DATA SHOWN

_ _ _ _ _ _ _

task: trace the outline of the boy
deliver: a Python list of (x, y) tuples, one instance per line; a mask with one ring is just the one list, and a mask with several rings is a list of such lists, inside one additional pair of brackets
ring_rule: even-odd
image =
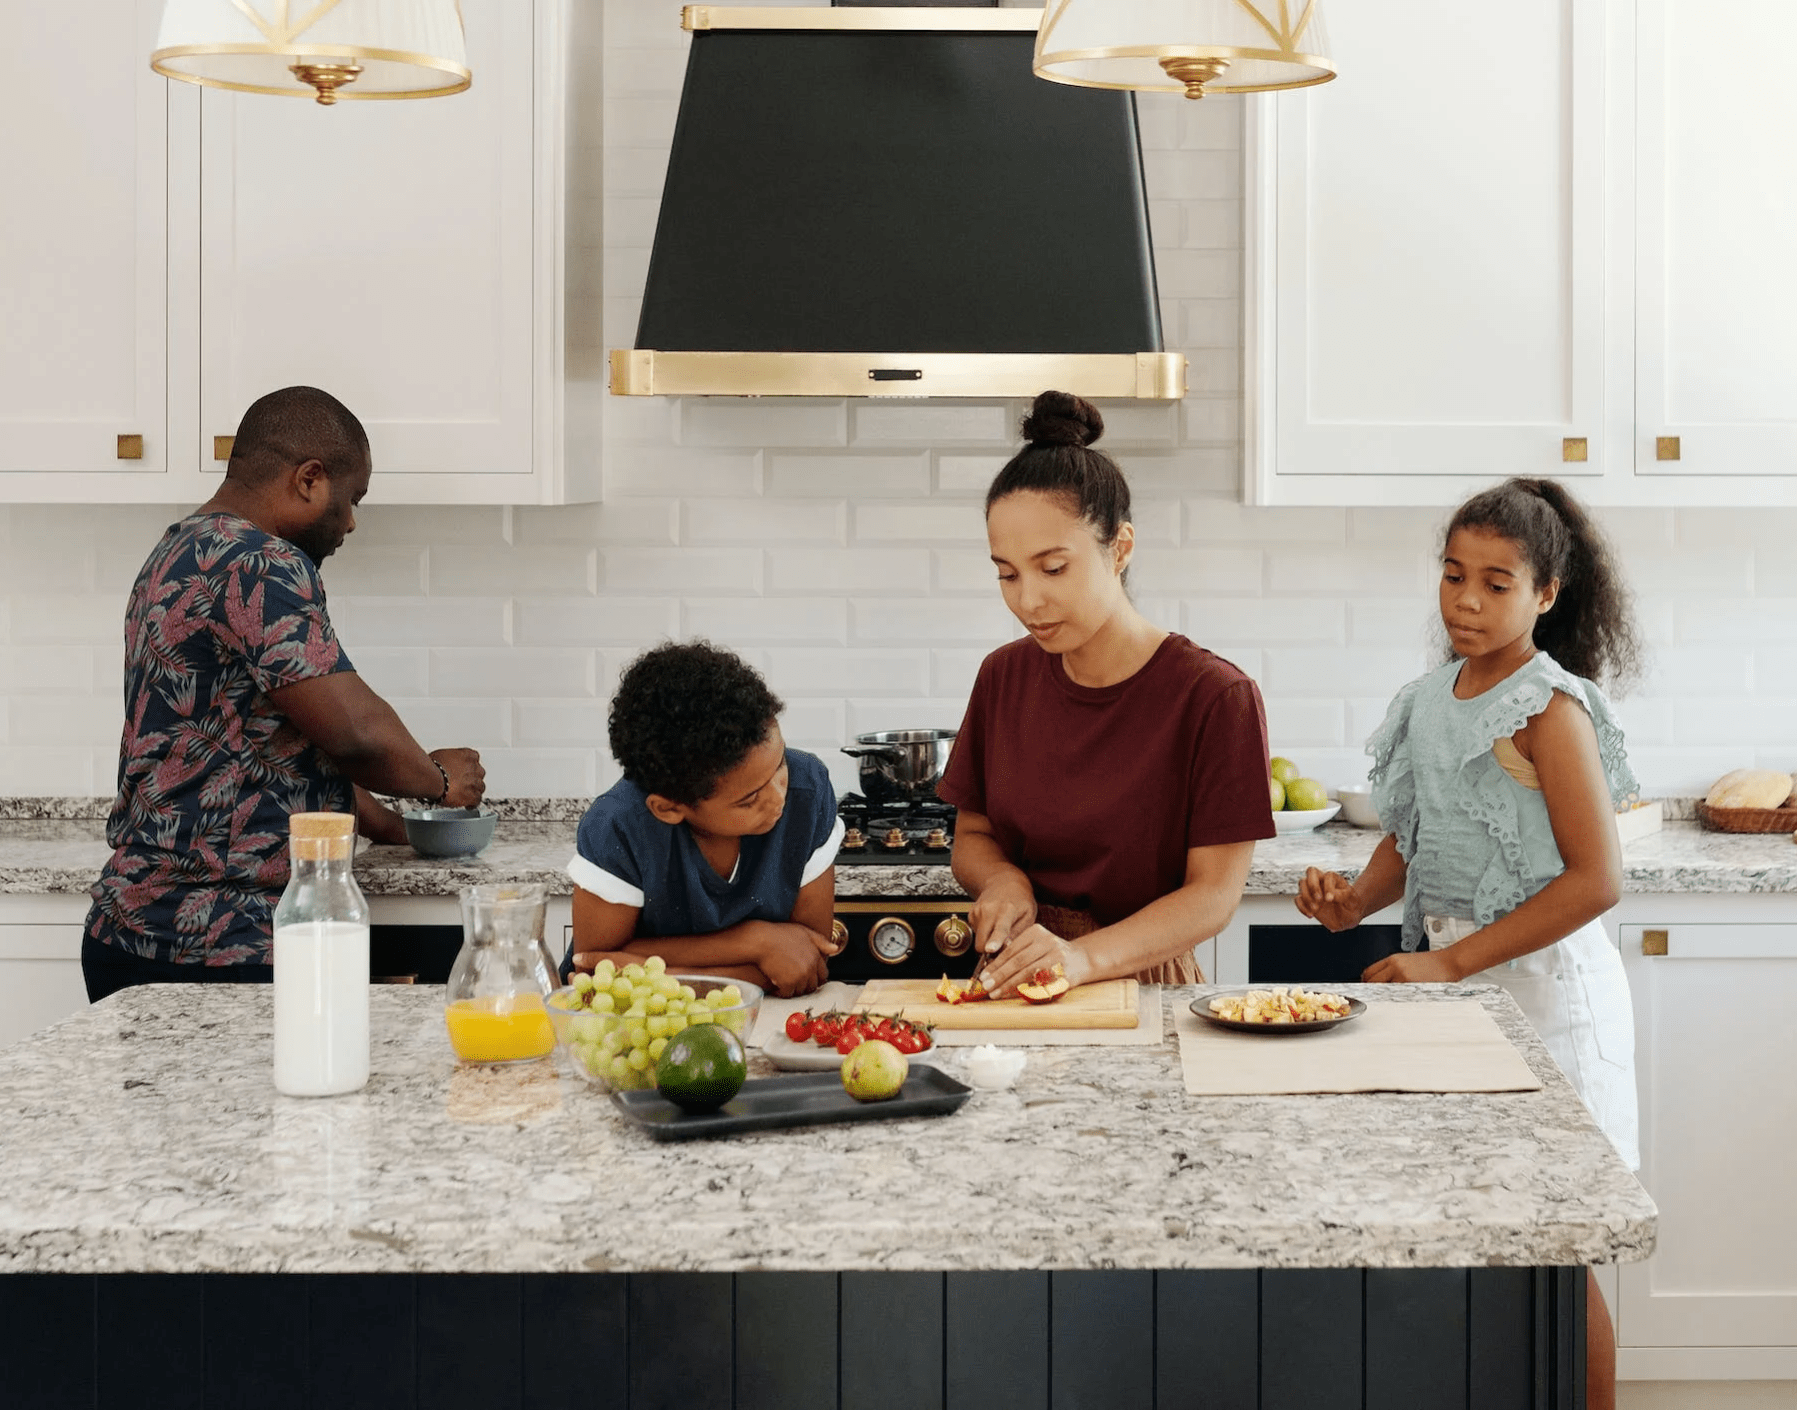
[(708, 642), (625, 668), (609, 721), (624, 777), (587, 809), (568, 863), (572, 969), (660, 955), (782, 996), (829, 977), (842, 823), (823, 764), (781, 738), (784, 708)]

_ _ _ _ _ _ _

DESCRIPTION OF THE TASK
Copy every entry exactly, leaving out the pictures.

REPLY
task: trace the outline of the boy
deliver: a Python list of (x, y) tuples, one instance per line; a mask with one ring is just the one list, and a mask with several rings is a list of such lists, inside one additional pair of brackets
ring_rule: even-odd
image =
[(708, 642), (625, 668), (609, 721), (624, 777), (587, 809), (568, 863), (572, 969), (660, 955), (782, 996), (829, 977), (842, 823), (823, 764), (781, 738), (784, 708)]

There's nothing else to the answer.